• [AIM OF THE TASK]:
Copy out the article on agency culture word for word, in full.

• [PASSAGE PROVIDED]:

────────────────────────────────────────

Ignore your agency culture at your peril

culture is not a fussball table

A healthy agency culture is critical – so why do you neglect it?

What came first, the culture or the foosball table? Was it the attitude of the founder that created an approach that spawned a business or once the business got going, did an agency culture evolve?

The answer is probably yes. Founders have an impact on agency culture, and that impact can continue to be felt for years or it can dilute and evolve over time. But one thing never changes. All companies have one. Whether you like it or not, whether you “believe in culture” or if you think it is an unnecessary new age distraction, it exists in your business. As leaders and managers, you can often have a more immediate impact on that culture than others, so you have a responsibility to recognise and nurture it.

As Steve Gruenert and Todd Whitaker so wisely said, “The culture of any organisation is shaped by the worst behaviour the leader is willing to tolerate.” I often quote this to my clients (hard to believe the phrase was only coined in 2015 from their book School Culture Rewired: How to Define, Asses, and Transform It). It’s a brilliant observation on several levels:

  • It insists you recognise that a culture exists in your business, even if you don’t acknowledge or care for it.
  • It links culture to behaviour. A lot of firms define their values but far fewer define what behaviours they expect within their community.
  • It identifies that it is your willingness to tolerate specific behaviour that impacts culture within your business.
  • It implies that tolerance is to be cherished and nurtured, not neglected and despised.

────────────────────────────────────────

• [GIVEN DATA]:
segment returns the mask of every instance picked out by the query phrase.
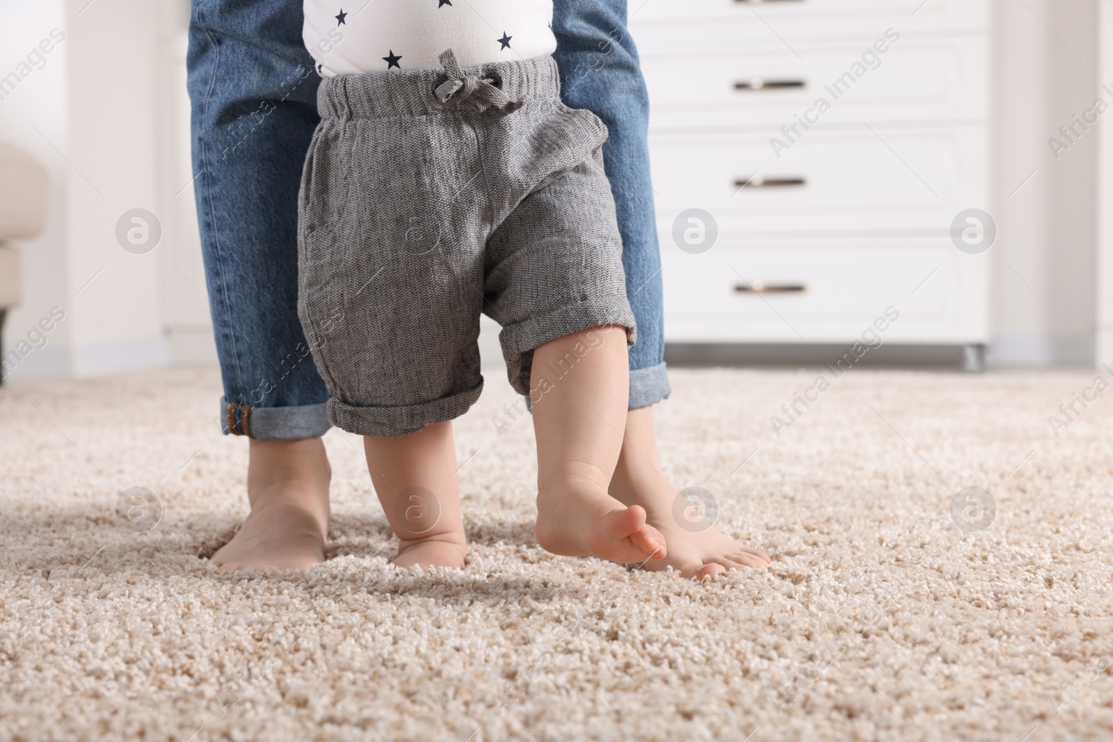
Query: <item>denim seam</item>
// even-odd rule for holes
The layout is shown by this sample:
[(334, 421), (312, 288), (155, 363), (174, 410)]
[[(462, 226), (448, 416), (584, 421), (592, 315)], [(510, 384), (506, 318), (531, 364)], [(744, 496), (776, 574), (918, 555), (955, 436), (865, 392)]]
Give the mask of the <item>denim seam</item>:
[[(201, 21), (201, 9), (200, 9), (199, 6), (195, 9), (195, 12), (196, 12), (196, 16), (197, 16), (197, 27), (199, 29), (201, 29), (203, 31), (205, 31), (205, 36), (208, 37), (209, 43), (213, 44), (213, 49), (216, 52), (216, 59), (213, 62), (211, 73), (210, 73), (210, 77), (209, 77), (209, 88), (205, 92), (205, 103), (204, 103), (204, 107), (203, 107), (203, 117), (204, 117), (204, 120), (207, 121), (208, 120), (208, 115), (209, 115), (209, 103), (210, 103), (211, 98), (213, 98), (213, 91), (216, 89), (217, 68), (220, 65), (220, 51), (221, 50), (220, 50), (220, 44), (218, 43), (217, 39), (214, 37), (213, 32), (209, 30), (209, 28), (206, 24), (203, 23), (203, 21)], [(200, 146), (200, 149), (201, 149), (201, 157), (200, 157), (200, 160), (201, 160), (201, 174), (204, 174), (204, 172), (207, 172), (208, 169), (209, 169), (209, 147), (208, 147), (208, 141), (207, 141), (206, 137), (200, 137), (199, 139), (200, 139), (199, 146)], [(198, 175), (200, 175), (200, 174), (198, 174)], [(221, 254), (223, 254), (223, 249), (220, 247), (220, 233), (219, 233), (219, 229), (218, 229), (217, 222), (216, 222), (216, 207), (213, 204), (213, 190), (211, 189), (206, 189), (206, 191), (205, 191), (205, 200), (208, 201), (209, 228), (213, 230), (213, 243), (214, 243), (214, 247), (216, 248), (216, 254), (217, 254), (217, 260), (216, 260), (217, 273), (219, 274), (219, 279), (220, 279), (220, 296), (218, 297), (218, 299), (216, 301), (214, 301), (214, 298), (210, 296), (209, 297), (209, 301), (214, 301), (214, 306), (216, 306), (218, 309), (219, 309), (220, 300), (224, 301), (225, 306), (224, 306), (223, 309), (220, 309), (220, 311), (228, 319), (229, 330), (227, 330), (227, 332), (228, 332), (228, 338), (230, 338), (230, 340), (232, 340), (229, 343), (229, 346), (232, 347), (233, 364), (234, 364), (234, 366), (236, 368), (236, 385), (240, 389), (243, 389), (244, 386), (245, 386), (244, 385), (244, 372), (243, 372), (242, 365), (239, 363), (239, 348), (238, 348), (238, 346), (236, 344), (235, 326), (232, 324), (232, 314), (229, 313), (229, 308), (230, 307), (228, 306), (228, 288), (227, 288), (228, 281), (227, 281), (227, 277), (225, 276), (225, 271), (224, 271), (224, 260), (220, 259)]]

────────────────────────────────────────

• [EXERCISE OUTPUT]:
Ignore your agency culture at your peril

culture is not a fussball table

A healthy agency culture is critical – so why do you neglect it?

What came first, the culture or the foosball table? Was it the attitude of the founder that created an approach that spawned a business or once the business got going, did an agency culture evolve?

The answer is probably yes. Founders have an impact on agency culture, and that impact can continue to be felt for years or it can dilute and evolve over time. But one thing never changes. All companies have one. Whether you like it or not, whether you “believe in culture” or if you think it is an unnecessary new age distraction, it exists in your business. As leaders and managers, you can often have a more immediate impact on that culture than others, so you have a responsibility to recognise and nurture it.

As Steve Gruenert and Todd Whitaker so wisely said, “The culture of any organisation is shaped by the worst behaviour the leader is willing to tolerate.” I often quote this to my clients (hard to believe the phrase was only coined in 2015 from their book School Culture Rewired: How to Define, Asses, and Transform It). It’s a brilliant observation on several levels:

  • It insists you recognise that a culture exists in your business, even if you don’t acknowledge or care for it.
  • It links culture to behaviour. A lot of firms define their values but far fewer define what behaviours they expect within their community.
  • It identifies that it is your willingness to tolerate specific behaviour that impacts culture within your business.
  • It implies that tolerance is to be cherished and nurtured, not neglected and despised.